## [What to do]
1. In the article about Micah Ministry and KC Oasis, how many people do members of the two groups serve dinner to every Monday?
2. Translate this sentence from the article about Micah Ministry and KC Oasis into Spanish: "These days that concern is hard to remember."
3. Pick up the article about the partnership between Micah Ministry and KC Oasis where it stops and continue writing it.

## [Source excerpt]

┄┄┄┄┄┄

Would the separate factions find shared connections? Would they breach one another’s beliefs or boundaries?

These days that concern is hard to remember.

The religious group – Micah Ministry – and KC Oasis are partners. Members from both groups happily stand alongside one another to serve dinner every Monday to more than 500 needy Kansas Citians. Micah Ministry, an ecumenical outreach effort to the urban poor out of Independence Boulevard Christian Church in Kansas City, Missouri, has been invited to speak twice at Oasis’ secular Sunday gatherings.

(Jeff Tuttle | KLC)

This is the first installment of a six-part series that will run on Flatland Thursdays through March 9. The stories are reprinted with the permission of the Wichita-based Kansas Leadership Center, which published them in the January “Healing Divides” issue of The Journal, its quarterly magazine. KLC is a nonpartisan education nonprofit that works to foster stronger leadership in communities throughout the state. 

The partnership is testament to the leadership skill of engaging with unusual voices, an important aspect of being able to energize others through leadership. The religious and nonreligious can often represent unusual – even discordant – voices to each other. By connecting around a shared goal of improving the community, they have found ways to work together despite their very different beliefs.

Sharon S. Cantrell, a pastor and social worker who helps coordinate Micah Ministry, says the program is another way for their pastor, the Rev. Lee Chiaramonte, to fulfill their mission.

┄┄┄┄┄┄

## [Given information]
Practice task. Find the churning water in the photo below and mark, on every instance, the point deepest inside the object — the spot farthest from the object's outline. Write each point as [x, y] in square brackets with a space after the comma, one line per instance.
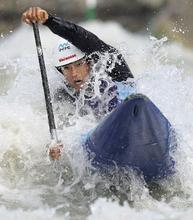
[32, 187]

┄┄┄┄┄┄

## [Outputs in order]
1. More than 500 needy Kansas Citians.

2. Hoy en día cuesta recordar esa preocupación.

3.
On a recent night, volunteers came from a Catholic and a public school. There were also volunteers from American Sign Language and kindness clubs. A woman wearing a hijab worked alongside Jewish and atheist volunteers. There is no litmus test for volunteering, Cantrell says, just as there is no test for the homeless who come to eat. For Cantrell, the work allows her to practice the gospel. For atheists, they are acting out their humanity, she says.

“We all have the same goal, and that’s to treat others with respect and dignity,” she says. KC Oasis distinguishes itself as an alternative to faith-based communities. It’s not an activist group and accepts those who identify as religious, too. The group offers a multigenerational network for those who are nonreligious or don’t fit in a traditional church.

The civic commitment is especially important, Stringer believes, because so-called religious “nones” – those who identify as atheist, agnostic or with no religious group – account for 23 percent of the U.S. adult population, according to the Pew Research Center’s 2014 Religious Landscape Study. The center found that more than a third of those “nones” are millennials.

“We wanted to provide the same benefits that a lot of people get out of religious communities, and there really isn’t any other way to find it unless you want to go to religious communities,” Stringer says. “Religion kind of holds the monopoly on multigenerational support and connection.”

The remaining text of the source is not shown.